─── Passage for review

Caitlin: I’ve seen that look before.
Alicia: (sighs) This is really difficult.
Caitlin: No it’s not. No, you have the easy part. I have to stand here and listen to things that I don’t think I really want to hear.
Do know that I am not confused. I am very capable of making decisions. My decision is not a risk that I’m taking. My decision actually means that I am risk-free. My decision liberates me, I am able to smile on my own account because I have always smiled under others’.
I am clear-headed. I decided to detached because it clouds my well-being. When Roha says, “You cannot do this to yourself, you should not let yourself be treated this way. If it is not you, there is no one else taking care of you.” then I am doing just that. My well-being gets to be screwed had I not came to this decision. It is not selfish, it is clarity.

──────

* [Work order A] For each statement about the Caitlin and Alicia dialogue, answer yes or no, and quote the words that decide it: (i) Caitlin says she has seen that look before. (ii) The decision is described as a risk being taken. (iii) The decision is called selfish.
* [Work order B] Continue the Caitlin and Alicia dialogue from the point where it stops.
The records have nothing to do with the Caitlin and Alicia dialogue.

─── Extracted information

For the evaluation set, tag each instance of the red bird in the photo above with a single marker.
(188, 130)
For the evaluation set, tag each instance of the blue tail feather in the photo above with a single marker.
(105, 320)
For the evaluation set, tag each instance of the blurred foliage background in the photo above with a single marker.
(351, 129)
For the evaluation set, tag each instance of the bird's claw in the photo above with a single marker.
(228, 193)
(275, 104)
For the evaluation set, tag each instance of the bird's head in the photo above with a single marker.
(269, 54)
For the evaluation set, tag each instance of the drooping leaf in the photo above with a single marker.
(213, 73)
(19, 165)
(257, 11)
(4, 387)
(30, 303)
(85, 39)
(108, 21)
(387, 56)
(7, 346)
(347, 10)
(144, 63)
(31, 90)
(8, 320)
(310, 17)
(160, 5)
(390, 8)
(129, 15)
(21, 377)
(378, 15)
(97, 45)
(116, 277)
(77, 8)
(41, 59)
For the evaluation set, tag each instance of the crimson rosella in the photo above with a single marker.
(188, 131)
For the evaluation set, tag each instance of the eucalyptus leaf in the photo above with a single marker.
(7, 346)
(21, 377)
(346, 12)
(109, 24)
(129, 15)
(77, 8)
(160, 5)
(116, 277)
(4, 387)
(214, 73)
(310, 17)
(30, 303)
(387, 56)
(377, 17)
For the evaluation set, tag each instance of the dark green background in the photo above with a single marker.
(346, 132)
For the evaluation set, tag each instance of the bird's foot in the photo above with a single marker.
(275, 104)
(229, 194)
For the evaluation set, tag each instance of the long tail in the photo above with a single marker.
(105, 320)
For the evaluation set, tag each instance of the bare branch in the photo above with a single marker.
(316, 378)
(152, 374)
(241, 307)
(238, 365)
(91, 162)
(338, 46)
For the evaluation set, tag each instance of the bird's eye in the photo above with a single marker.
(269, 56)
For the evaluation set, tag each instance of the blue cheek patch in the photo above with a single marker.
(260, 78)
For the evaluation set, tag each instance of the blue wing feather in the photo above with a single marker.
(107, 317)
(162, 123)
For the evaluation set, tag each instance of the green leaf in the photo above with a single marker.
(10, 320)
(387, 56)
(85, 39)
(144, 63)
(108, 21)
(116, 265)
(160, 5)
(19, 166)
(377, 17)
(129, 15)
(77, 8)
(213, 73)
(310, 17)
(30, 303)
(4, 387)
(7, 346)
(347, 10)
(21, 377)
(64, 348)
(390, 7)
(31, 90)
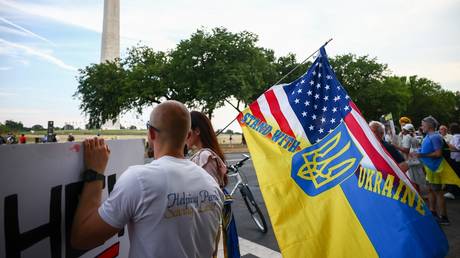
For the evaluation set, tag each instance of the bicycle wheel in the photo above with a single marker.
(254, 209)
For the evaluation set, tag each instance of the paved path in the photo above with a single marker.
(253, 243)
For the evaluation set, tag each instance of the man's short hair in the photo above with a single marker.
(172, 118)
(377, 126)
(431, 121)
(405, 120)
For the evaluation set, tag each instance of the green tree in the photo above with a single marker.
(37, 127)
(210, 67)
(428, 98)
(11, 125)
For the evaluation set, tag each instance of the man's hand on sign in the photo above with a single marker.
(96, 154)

──────
─── Extracted information

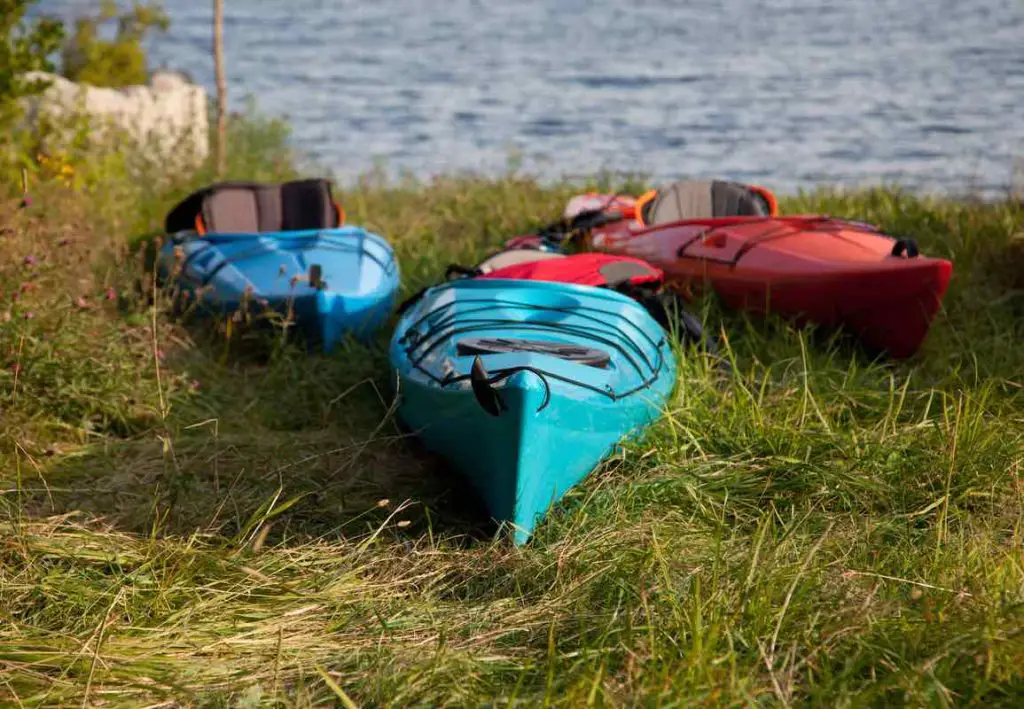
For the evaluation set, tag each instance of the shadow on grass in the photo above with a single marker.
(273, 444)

──────

* [Exercise output A]
(i) Yes: "I’ve seen that look before."
(ii) No: "My decision is not a risk that I’m taking."
(iii) No: "It is not selfish, it is clarity."

* [Exercise output B]
It is heartbreaking too, it can’t be denied. It brings the tears. But I do not see the tears as a mechanism that saddens me more. It’s a mechanism that flushed out the frustration and disappointment thus lessening the pain. A super-relief. I will be okay after I cry, it’s my form of medication, subscribed by HIM. If you see me so, you shouldn’t worry, because I am actually getting better. This is my own definition when it comes to tears. It’s the phase of letting go.
I am able to move on now. Nothing is holding or pulling me back. I have my appetite again. I just cooked a kick ass ayam masak merah. If I feel like eating, it means I have the appetite to simply to live. I am not depressed. If I am, I will let myself bloated. And hospitalized. Since I am very sensitive to gas.